STATED TASK: Can you lay out all the records below as a two-column CSV with the headers instruction and output? Use one row per record, with its text and its answer each in a single quoted field, line breaks replaced by spaces, and the pictures left out.

================================

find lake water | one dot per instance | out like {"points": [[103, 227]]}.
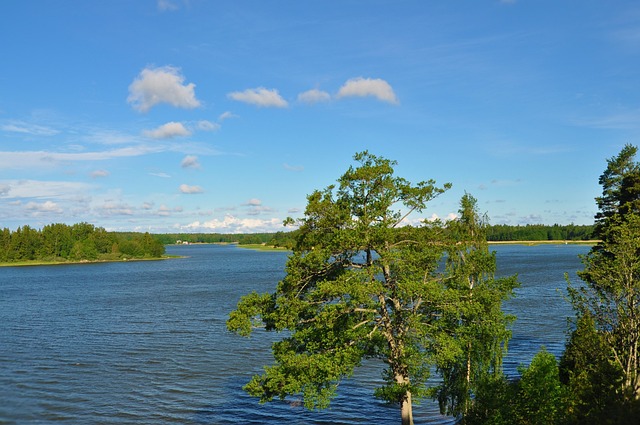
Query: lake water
{"points": [[145, 342]]}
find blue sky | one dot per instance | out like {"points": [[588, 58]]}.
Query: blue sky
{"points": [[222, 116]]}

================================

EXERCISE SOLUTION:
instruction,output
"find lake water | one dot per instance | out like {""points"": [[103, 227]]}. Query: lake water","{""points"": [[145, 342]]}"
"find blue sky | one dot per instance | out like {""points"": [[588, 58]]}. Query: blue sky","{""points"": [[222, 116]]}"